#### [WRITTEN REQUEST]
Give the part of the rows that opens with the line containing "as in (835,291)." and runs through the last row below as a JSON list of strings, one string per line, with blank lines left out.

------ DATASET EXCERPTS

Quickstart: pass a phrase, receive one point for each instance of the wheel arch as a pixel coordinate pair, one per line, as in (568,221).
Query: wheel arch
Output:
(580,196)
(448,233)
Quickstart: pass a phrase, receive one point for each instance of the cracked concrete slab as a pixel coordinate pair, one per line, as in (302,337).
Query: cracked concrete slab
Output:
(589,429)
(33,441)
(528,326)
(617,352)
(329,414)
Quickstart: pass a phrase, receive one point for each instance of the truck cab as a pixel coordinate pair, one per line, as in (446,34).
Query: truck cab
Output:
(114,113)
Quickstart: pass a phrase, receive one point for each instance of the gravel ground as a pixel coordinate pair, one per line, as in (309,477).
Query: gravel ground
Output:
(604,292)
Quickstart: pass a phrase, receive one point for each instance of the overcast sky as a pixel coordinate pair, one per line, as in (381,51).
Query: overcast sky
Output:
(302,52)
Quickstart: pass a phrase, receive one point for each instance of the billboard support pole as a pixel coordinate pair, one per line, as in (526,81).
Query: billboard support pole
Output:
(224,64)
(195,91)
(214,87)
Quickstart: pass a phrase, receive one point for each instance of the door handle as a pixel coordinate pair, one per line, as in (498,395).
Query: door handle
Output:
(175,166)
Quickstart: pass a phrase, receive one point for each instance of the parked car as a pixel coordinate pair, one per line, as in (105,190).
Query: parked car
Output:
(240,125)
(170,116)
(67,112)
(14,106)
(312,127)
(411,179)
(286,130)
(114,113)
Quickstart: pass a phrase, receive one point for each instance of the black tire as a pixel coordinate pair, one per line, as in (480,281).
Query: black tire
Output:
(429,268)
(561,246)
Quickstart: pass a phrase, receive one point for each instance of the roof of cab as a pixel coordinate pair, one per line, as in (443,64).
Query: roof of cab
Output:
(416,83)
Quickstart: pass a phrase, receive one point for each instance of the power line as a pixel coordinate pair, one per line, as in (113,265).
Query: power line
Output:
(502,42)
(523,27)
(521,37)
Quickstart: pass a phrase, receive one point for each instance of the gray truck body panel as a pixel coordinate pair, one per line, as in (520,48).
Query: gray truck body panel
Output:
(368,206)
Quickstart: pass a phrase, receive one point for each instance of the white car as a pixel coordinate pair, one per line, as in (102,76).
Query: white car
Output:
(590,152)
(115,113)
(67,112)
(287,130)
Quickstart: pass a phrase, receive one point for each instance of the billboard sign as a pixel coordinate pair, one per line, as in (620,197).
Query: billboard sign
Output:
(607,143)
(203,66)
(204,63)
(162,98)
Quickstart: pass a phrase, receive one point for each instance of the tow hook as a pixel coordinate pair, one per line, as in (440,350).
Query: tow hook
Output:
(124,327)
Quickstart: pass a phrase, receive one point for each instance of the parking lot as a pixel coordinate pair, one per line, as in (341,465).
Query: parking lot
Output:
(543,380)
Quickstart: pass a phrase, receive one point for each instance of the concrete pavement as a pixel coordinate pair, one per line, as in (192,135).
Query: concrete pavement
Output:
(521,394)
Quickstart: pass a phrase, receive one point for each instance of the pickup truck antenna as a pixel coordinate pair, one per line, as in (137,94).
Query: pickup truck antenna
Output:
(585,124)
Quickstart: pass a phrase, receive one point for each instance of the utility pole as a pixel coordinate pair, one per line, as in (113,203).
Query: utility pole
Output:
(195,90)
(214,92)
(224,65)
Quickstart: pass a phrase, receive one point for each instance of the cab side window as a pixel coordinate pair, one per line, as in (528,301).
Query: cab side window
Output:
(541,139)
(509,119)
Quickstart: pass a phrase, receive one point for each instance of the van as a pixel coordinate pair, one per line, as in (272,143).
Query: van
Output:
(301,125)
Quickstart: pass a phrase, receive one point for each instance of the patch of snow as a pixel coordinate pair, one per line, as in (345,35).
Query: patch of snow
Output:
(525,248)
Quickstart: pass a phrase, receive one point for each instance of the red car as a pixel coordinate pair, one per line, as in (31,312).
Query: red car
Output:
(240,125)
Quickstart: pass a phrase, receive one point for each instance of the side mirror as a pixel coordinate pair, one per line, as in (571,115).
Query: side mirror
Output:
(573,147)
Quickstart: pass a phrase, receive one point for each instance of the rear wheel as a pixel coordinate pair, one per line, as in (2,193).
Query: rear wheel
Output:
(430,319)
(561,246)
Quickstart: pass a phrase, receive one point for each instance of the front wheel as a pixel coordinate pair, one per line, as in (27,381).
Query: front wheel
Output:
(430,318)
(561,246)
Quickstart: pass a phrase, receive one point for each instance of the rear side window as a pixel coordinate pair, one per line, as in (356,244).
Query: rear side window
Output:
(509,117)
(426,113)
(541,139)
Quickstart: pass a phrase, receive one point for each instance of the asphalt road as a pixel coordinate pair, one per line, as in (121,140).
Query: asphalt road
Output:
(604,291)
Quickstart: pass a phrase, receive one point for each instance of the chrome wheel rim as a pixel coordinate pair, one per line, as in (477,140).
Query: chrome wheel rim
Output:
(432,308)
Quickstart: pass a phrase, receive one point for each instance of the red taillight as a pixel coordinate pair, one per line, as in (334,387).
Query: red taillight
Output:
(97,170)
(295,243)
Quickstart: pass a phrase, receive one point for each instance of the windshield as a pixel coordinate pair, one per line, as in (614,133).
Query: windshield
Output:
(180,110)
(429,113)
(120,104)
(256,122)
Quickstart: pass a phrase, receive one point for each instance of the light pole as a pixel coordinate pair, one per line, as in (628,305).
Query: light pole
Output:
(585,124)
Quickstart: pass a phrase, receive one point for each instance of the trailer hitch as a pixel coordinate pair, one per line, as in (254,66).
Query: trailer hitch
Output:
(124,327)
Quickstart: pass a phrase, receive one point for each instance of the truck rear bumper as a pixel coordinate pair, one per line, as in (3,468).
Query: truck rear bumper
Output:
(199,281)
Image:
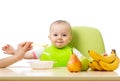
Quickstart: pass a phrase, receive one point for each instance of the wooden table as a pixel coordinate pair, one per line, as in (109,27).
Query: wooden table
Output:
(25,73)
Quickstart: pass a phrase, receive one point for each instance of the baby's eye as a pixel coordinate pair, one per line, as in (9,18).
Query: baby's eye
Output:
(55,35)
(64,35)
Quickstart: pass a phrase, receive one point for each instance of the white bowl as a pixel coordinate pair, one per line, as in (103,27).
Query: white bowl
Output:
(41,64)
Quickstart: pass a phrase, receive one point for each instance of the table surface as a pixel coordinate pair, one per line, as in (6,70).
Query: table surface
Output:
(19,73)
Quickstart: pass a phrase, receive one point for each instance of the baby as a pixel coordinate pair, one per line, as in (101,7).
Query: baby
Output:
(60,35)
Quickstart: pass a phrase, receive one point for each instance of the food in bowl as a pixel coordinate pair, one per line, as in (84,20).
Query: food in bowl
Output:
(41,64)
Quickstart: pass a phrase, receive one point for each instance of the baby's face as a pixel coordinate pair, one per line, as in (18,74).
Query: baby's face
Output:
(60,35)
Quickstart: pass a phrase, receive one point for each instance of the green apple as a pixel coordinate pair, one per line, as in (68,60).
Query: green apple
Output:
(85,63)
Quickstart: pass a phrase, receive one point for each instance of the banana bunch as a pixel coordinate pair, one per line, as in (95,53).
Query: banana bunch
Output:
(104,63)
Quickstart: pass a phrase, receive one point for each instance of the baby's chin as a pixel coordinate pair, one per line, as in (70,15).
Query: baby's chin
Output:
(60,46)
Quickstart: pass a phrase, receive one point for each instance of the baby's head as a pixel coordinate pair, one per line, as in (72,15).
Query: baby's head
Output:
(60,33)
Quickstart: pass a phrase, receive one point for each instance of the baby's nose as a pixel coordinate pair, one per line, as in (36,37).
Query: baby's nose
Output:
(59,37)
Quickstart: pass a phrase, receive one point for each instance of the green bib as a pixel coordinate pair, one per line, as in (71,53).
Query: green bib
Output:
(59,55)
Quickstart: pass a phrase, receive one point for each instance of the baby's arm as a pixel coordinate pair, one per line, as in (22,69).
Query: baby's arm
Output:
(19,54)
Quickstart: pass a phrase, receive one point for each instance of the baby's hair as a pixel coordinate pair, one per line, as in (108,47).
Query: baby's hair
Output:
(60,22)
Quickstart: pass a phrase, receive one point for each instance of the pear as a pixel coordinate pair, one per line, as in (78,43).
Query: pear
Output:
(85,63)
(74,64)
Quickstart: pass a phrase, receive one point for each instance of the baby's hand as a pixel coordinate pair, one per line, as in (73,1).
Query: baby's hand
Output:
(8,49)
(24,47)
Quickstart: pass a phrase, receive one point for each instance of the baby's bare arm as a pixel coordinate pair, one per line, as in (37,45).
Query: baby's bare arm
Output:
(19,54)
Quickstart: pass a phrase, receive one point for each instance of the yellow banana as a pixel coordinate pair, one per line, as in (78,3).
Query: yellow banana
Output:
(110,66)
(91,66)
(98,57)
(97,66)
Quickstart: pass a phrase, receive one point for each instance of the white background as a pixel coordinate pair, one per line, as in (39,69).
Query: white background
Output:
(29,20)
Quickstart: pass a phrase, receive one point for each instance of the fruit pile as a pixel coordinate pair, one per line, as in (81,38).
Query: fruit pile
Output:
(104,62)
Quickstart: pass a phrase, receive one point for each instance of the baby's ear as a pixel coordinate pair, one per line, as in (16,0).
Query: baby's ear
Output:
(49,37)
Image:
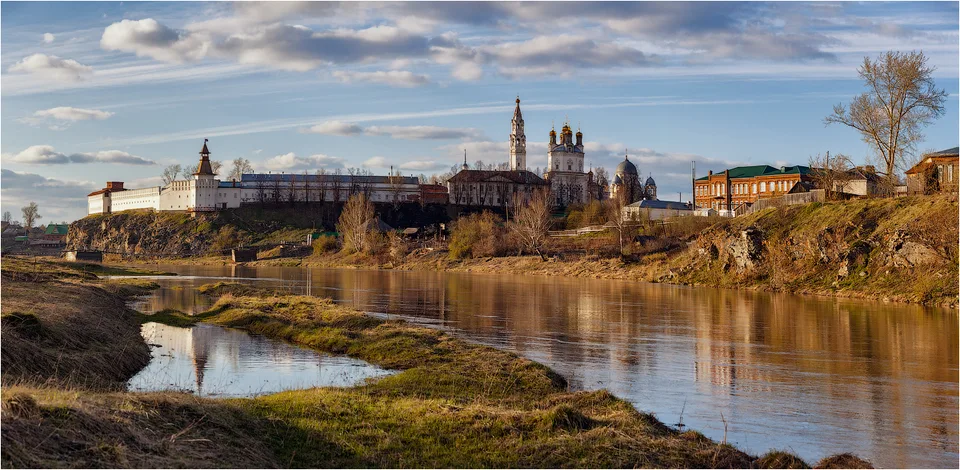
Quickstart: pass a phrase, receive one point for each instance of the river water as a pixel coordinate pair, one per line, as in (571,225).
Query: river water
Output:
(813,376)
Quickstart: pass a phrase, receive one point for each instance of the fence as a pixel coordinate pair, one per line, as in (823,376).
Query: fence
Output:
(815,195)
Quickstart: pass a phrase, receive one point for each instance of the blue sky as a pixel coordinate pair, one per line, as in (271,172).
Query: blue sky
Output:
(119,90)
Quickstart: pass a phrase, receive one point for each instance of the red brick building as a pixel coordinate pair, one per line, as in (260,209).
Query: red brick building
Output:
(936,172)
(737,188)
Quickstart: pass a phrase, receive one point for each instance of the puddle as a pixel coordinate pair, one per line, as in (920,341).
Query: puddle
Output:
(213,361)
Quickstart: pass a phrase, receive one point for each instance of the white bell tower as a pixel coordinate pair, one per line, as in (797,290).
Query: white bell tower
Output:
(518,141)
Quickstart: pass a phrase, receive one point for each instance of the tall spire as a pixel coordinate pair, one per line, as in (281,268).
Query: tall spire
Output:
(204,167)
(518,141)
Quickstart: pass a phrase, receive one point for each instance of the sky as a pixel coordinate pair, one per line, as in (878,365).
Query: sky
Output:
(91,92)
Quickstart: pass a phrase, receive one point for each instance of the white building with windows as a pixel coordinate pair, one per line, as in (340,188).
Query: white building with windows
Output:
(568,182)
(205,193)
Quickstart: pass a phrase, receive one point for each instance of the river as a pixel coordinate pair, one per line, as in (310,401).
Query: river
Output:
(813,376)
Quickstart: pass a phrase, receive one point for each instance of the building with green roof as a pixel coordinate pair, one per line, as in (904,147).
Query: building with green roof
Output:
(736,189)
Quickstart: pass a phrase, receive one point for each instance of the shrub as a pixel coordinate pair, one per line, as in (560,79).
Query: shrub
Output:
(324,243)
(225,239)
(477,235)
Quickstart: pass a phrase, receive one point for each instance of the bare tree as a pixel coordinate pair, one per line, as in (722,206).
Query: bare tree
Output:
(337,188)
(238,168)
(396,186)
(832,174)
(276,192)
(531,223)
(352,223)
(322,185)
(31,214)
(601,181)
(171,173)
(618,219)
(261,190)
(901,98)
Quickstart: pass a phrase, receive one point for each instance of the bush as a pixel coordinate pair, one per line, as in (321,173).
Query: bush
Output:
(477,235)
(225,239)
(324,244)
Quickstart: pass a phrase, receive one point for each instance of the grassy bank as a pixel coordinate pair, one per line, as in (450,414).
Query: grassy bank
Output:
(902,250)
(63,326)
(451,404)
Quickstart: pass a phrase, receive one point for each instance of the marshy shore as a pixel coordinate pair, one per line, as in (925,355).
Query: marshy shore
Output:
(452,403)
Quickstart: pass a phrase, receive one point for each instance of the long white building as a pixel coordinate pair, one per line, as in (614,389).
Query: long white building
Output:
(205,193)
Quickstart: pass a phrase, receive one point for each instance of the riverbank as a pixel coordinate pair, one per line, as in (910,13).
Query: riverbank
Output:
(453,404)
(895,250)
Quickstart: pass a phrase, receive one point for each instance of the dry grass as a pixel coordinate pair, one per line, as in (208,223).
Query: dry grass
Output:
(60,326)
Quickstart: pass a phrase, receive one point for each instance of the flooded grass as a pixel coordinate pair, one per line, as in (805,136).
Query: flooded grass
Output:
(454,404)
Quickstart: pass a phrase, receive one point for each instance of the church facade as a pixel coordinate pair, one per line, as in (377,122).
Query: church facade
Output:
(498,188)
(626,184)
(568,182)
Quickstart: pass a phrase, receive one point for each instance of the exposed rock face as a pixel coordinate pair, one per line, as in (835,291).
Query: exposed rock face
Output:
(746,250)
(905,252)
(143,233)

------------

#### [THE REPLY]
[
  "Quickstart: pass a phrase, receive one point for each instance of the exposed rock face as a pixel coordinate pair, one per line, as in (835,291).",
  "Query: exposed rock face",
  "Output:",
  "(746,250)",
  "(905,252)",
  "(143,233)"
]